PROBLEM STATEMENT: A verbatim reproduction of the lines below, from the line containing "# drop a point on every instance of the nostril;" through the line containing "# drop a point on every instance of the black spot", both ends included, is the whole required output.

─── RECORDS SUPPLIED

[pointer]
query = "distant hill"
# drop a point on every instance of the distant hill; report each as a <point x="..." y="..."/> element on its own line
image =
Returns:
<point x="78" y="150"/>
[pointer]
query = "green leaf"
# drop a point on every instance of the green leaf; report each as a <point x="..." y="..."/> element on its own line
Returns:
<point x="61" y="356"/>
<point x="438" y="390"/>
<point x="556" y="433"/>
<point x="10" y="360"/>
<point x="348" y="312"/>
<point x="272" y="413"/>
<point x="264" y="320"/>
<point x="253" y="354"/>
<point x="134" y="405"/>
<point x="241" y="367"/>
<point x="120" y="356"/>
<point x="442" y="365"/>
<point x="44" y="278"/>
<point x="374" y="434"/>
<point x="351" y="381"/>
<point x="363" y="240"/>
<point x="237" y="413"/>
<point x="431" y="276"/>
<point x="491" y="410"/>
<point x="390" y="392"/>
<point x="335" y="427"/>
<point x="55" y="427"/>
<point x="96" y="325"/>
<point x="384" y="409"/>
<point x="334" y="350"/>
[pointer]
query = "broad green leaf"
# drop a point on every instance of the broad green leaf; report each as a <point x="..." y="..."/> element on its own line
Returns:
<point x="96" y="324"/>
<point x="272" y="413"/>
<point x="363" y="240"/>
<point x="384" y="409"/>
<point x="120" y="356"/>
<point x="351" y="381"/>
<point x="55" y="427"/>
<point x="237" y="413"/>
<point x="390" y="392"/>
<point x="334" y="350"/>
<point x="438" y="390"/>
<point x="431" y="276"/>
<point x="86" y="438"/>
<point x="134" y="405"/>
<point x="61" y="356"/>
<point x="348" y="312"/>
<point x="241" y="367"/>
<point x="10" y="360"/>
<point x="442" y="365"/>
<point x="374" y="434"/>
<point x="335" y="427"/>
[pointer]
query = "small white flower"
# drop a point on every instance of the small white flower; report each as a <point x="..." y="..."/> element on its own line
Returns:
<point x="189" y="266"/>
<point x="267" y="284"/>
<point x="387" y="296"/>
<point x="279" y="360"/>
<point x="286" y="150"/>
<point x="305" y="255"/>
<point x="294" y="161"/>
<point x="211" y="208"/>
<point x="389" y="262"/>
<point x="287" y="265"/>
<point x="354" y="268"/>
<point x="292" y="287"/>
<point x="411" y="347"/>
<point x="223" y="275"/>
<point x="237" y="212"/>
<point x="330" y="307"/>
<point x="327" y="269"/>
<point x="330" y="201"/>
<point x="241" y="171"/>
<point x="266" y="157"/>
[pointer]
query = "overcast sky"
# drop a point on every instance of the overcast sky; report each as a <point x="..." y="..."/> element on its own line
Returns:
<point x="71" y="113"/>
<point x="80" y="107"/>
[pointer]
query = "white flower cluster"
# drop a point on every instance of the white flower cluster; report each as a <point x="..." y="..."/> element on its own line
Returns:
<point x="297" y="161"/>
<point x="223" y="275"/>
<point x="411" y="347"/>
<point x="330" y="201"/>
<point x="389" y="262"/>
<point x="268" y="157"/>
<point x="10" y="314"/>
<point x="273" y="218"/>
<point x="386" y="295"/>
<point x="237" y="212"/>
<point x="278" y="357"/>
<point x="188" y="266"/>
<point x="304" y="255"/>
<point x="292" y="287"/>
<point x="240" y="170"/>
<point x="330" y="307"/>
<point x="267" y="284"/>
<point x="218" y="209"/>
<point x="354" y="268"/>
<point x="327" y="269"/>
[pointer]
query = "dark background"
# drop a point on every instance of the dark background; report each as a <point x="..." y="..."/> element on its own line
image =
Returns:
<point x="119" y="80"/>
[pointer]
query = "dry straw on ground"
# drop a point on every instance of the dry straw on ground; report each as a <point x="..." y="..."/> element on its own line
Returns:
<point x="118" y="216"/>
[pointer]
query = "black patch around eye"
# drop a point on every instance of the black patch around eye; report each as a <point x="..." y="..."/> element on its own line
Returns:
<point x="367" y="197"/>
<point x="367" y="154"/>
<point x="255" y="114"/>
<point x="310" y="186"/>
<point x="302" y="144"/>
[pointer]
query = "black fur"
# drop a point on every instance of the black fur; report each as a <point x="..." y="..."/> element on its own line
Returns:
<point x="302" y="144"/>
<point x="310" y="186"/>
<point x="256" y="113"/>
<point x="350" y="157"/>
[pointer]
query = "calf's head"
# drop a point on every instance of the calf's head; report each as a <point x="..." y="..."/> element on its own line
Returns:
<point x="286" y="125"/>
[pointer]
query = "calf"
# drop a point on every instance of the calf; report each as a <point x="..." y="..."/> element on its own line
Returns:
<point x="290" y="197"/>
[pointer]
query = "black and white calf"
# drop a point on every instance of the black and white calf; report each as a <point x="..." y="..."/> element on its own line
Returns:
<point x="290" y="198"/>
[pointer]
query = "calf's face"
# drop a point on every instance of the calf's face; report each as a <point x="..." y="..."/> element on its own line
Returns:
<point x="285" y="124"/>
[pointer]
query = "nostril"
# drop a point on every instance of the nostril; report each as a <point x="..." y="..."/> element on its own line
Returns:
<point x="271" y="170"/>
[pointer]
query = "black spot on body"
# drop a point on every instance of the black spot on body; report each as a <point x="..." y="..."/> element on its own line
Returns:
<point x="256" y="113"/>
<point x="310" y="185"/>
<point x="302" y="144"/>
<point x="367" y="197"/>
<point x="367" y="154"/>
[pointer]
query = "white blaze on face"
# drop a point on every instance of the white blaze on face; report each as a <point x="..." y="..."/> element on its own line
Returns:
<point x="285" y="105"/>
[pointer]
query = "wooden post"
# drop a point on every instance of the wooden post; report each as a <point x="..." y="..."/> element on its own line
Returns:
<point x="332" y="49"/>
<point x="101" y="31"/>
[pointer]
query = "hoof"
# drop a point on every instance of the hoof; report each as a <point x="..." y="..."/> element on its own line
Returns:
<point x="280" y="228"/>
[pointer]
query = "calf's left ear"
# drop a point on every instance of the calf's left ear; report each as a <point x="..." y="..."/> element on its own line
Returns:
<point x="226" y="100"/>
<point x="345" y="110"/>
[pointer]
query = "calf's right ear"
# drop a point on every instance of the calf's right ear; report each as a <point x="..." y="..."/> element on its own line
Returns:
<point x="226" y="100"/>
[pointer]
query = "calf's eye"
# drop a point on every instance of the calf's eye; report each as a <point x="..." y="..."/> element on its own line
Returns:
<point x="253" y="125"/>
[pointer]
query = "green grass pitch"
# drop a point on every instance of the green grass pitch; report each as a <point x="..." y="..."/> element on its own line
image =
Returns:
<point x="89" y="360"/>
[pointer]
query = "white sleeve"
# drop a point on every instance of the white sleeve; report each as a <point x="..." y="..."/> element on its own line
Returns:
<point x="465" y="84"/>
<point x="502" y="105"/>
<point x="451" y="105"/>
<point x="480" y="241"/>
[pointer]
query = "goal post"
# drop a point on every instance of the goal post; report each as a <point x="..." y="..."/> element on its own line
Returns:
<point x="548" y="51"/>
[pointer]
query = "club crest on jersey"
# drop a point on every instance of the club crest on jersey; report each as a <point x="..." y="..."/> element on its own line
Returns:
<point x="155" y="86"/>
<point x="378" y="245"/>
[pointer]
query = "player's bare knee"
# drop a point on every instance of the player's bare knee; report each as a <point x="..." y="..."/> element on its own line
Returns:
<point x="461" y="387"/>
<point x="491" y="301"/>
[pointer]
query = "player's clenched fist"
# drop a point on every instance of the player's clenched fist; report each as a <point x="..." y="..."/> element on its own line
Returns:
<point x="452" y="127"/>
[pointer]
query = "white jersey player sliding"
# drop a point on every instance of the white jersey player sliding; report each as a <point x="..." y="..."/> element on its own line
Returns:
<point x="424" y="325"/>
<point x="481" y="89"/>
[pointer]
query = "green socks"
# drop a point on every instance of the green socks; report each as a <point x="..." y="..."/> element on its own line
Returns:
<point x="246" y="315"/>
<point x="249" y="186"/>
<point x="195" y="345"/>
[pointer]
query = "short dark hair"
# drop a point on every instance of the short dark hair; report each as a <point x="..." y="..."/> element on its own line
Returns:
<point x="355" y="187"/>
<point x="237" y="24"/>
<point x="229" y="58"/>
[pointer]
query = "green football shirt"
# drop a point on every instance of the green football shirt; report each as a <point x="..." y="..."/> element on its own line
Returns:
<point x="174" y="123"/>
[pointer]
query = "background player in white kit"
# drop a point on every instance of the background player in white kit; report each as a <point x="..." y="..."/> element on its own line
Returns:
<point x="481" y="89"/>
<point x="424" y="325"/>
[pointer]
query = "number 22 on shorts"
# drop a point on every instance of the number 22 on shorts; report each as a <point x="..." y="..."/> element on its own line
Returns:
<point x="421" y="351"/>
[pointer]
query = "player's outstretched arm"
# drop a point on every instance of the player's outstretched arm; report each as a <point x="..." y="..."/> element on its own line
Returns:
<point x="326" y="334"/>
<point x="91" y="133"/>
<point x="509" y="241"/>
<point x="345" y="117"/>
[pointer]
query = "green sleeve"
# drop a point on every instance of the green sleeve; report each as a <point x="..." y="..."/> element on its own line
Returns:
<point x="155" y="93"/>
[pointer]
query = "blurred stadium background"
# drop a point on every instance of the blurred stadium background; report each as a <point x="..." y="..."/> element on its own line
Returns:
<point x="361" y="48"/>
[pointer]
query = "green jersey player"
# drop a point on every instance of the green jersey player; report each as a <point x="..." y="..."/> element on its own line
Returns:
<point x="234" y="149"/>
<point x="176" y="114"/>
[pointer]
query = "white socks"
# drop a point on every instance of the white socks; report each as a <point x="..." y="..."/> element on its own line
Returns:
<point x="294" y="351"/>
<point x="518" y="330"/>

──────

EXERCISE OUTPUT:
# drop a point on every instance of the nostril; report each as a <point x="..." y="..."/> element on its own line
Returns:
<point x="271" y="170"/>
[pointer]
query = "black spot on body"
# drop a point on every instance of the black spot on body; report each as a <point x="..." y="..."/> element on its own line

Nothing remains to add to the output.